*Your task*:
Starting with the line that holds "Question. For every instance of the street", repeat each line through the last one below, exactly. Pictures stay out.

Location labeling records
::::

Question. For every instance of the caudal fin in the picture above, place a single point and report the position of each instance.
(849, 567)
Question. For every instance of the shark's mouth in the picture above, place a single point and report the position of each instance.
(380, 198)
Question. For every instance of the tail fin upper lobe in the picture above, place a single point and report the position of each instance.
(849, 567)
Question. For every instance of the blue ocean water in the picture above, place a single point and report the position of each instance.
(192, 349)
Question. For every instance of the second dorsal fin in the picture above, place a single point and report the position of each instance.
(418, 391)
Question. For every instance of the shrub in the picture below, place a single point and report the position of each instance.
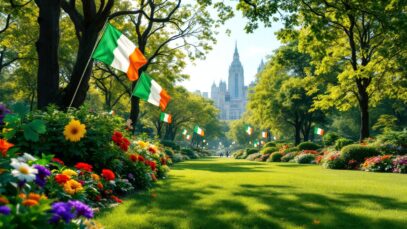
(275, 157)
(378, 164)
(292, 149)
(170, 144)
(308, 146)
(264, 157)
(305, 158)
(269, 144)
(269, 150)
(251, 151)
(330, 138)
(341, 142)
(333, 160)
(289, 156)
(358, 152)
(253, 156)
(400, 164)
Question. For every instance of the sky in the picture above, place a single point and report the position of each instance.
(252, 48)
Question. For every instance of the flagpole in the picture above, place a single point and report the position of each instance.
(87, 63)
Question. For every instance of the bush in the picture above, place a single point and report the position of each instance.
(341, 142)
(275, 157)
(170, 144)
(333, 160)
(378, 164)
(253, 156)
(292, 149)
(251, 151)
(269, 150)
(400, 164)
(269, 144)
(305, 158)
(330, 138)
(289, 156)
(308, 146)
(358, 153)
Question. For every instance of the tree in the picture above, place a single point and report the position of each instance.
(365, 37)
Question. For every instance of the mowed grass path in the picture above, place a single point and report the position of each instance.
(227, 193)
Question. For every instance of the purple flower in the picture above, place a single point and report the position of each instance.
(43, 173)
(5, 210)
(81, 209)
(3, 112)
(61, 211)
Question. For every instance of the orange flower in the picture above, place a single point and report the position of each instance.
(5, 146)
(30, 202)
(3, 200)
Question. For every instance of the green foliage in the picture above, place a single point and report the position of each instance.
(269, 144)
(251, 151)
(330, 138)
(308, 146)
(341, 142)
(275, 157)
(358, 152)
(289, 156)
(269, 150)
(305, 158)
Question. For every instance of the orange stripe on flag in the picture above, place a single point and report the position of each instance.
(137, 60)
(165, 98)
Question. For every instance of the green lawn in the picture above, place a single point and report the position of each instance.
(228, 193)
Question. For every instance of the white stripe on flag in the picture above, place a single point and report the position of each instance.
(155, 91)
(122, 53)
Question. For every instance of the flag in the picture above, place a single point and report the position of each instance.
(199, 131)
(118, 51)
(264, 134)
(150, 91)
(164, 117)
(249, 130)
(319, 131)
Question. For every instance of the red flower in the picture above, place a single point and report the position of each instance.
(117, 199)
(117, 136)
(57, 160)
(108, 174)
(61, 178)
(4, 146)
(84, 166)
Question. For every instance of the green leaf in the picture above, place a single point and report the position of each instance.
(33, 129)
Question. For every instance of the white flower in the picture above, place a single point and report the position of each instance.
(23, 171)
(26, 158)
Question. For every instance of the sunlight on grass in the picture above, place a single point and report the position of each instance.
(227, 193)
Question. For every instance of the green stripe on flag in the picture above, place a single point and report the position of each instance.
(106, 46)
(143, 87)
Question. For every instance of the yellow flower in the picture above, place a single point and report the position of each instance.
(95, 177)
(142, 144)
(72, 186)
(74, 131)
(69, 173)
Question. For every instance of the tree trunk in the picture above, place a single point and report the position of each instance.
(86, 45)
(364, 115)
(47, 49)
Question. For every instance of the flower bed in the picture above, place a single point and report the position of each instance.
(47, 190)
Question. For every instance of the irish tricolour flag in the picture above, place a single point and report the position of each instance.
(319, 131)
(150, 91)
(264, 134)
(118, 51)
(164, 117)
(198, 130)
(249, 130)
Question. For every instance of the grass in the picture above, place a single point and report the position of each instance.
(226, 193)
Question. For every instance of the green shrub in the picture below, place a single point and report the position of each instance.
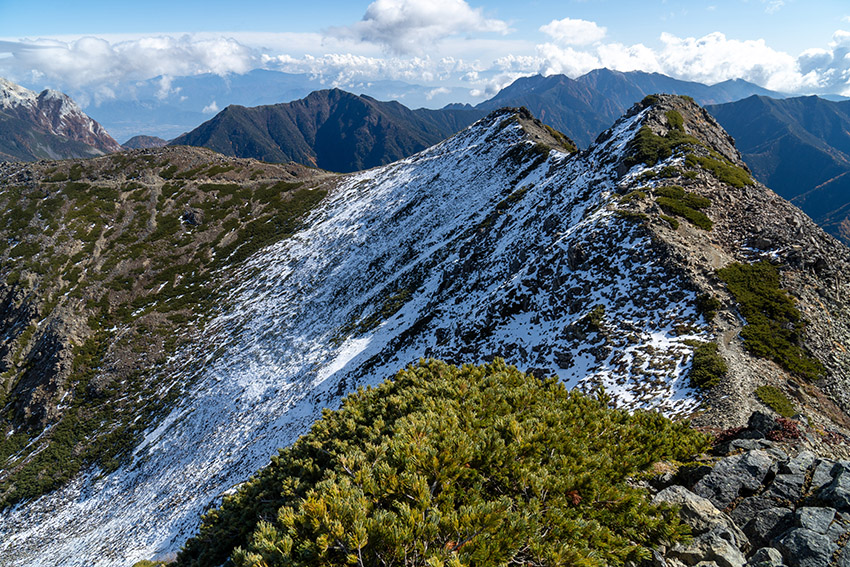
(633, 216)
(635, 195)
(707, 305)
(678, 208)
(708, 367)
(674, 224)
(676, 201)
(724, 171)
(675, 120)
(774, 326)
(479, 465)
(649, 148)
(775, 399)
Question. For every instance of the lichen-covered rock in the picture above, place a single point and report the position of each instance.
(765, 557)
(837, 493)
(739, 475)
(805, 548)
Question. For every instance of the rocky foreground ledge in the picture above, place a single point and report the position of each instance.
(766, 502)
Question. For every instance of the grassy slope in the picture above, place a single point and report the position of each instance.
(106, 265)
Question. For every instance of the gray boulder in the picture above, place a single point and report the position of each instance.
(816, 519)
(837, 493)
(767, 525)
(765, 557)
(802, 547)
(738, 475)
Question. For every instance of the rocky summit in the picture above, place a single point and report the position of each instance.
(47, 125)
(651, 265)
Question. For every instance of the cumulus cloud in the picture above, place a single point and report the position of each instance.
(711, 59)
(340, 69)
(436, 92)
(574, 32)
(410, 26)
(91, 61)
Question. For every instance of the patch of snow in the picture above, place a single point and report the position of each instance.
(459, 252)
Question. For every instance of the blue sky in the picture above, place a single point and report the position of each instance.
(100, 47)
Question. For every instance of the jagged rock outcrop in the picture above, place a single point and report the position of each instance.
(47, 125)
(763, 503)
(600, 267)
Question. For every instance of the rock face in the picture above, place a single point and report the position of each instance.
(767, 506)
(47, 125)
(499, 242)
(141, 142)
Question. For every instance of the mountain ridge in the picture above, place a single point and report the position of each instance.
(47, 125)
(589, 266)
(330, 129)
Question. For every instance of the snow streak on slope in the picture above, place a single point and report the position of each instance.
(481, 246)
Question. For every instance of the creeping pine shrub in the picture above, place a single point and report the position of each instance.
(775, 399)
(774, 324)
(676, 201)
(723, 170)
(477, 465)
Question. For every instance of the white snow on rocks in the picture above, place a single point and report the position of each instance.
(461, 252)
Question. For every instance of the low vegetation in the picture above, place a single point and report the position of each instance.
(722, 169)
(478, 465)
(137, 263)
(774, 325)
(676, 201)
(775, 399)
(649, 148)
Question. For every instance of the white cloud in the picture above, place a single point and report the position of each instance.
(773, 6)
(436, 92)
(574, 32)
(93, 62)
(410, 26)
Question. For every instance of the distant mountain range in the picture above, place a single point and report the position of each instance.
(47, 125)
(336, 130)
(167, 107)
(800, 148)
(330, 129)
(142, 142)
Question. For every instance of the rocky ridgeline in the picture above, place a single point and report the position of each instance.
(766, 502)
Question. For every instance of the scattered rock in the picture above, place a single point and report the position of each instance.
(816, 519)
(765, 557)
(738, 475)
(837, 493)
(804, 548)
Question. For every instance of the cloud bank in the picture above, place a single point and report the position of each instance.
(410, 26)
(437, 43)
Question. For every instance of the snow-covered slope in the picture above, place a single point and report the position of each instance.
(484, 245)
(53, 112)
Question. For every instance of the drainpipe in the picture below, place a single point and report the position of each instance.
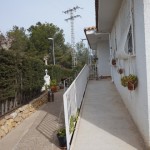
(110, 49)
(110, 53)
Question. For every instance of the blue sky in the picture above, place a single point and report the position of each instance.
(25, 13)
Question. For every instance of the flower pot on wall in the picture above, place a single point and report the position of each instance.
(132, 86)
(120, 71)
(113, 62)
(61, 135)
(54, 88)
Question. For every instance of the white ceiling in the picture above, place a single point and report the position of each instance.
(107, 13)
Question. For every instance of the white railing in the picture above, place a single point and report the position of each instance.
(73, 98)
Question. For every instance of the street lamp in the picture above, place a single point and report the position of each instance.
(53, 49)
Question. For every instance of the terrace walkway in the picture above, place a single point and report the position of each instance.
(38, 132)
(105, 123)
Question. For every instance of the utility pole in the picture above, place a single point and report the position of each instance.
(71, 19)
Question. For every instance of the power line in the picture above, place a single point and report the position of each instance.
(71, 19)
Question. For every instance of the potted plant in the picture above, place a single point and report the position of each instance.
(132, 82)
(120, 70)
(124, 81)
(113, 61)
(61, 135)
(53, 85)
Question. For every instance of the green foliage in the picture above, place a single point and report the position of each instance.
(58, 72)
(53, 82)
(126, 79)
(8, 74)
(19, 74)
(61, 132)
(20, 39)
(73, 121)
(132, 78)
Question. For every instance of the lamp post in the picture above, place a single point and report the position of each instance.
(53, 50)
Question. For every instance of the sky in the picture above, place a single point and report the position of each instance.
(24, 13)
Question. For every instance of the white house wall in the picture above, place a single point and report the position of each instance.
(103, 54)
(147, 55)
(136, 101)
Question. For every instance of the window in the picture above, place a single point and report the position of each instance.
(129, 47)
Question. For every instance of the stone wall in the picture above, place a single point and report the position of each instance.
(12, 120)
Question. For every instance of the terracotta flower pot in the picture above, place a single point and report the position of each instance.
(132, 86)
(120, 71)
(54, 88)
(113, 62)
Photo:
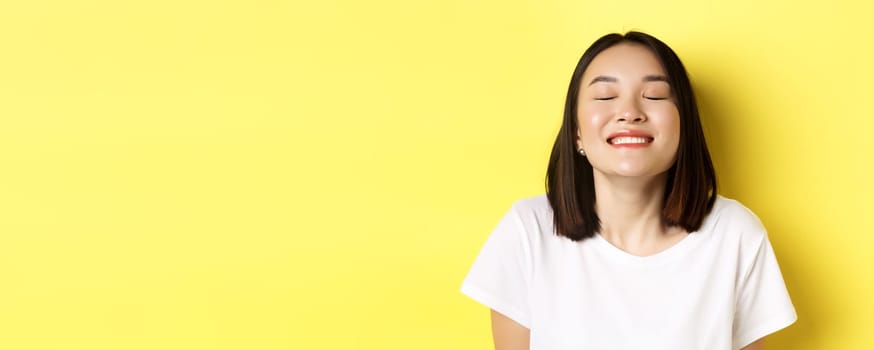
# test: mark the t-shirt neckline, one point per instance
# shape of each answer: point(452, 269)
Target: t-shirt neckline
point(672, 252)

::::

*Result below*:
Question. For every instance of the street lamp in the picture above, place a single point and report the position of each instance.
(53, 49)
Question. For every instance of the terrace walkway in the picture above, place a single point and report the position of each instance.
(38, 132)
(105, 123)
Question. For every instance of the utility pole in the picture above, place a single point and report the position of each instance.
(71, 19)
Question. For every instance of the power line in the picture above, place a single point and report the position of each instance.
(71, 19)
Question. For every instance of the potted plant in the picture above, place a single point and report the position of each instance.
(132, 82)
(120, 70)
(124, 81)
(113, 61)
(61, 135)
(53, 85)
Question. For every instance of the green foliage in the picture above, place a single point and report the position of each instance.
(58, 72)
(53, 82)
(126, 79)
(8, 74)
(19, 74)
(61, 132)
(20, 39)
(73, 121)
(132, 78)
Question. For every instance of the lamp post in the picture above, place a single point and report the position of each instance.
(53, 50)
Question. For every instance of the sky in the picture above, place a single point and report the position of each instance.
(24, 13)
Question. For every instance of the white house wall in the picture above, place a single point and report the position of each instance.
(103, 54)
(147, 55)
(136, 101)
Question. For every instance of the window in the picture above, place a single point and report the position of each instance.
(129, 47)
Question. For every instance of the stone wall in the picture above, place a single point and report the position of each instance.
(12, 120)
Question. For every instance of the terracotta flower pot in the picture above, place a single point and report the position of each instance.
(132, 86)
(120, 71)
(54, 88)
(113, 62)
Photo:
# test: mark the t-shirt neckline, one point per instance
# shape of each answer: point(452, 269)
Target: t-shirt neckline
point(672, 252)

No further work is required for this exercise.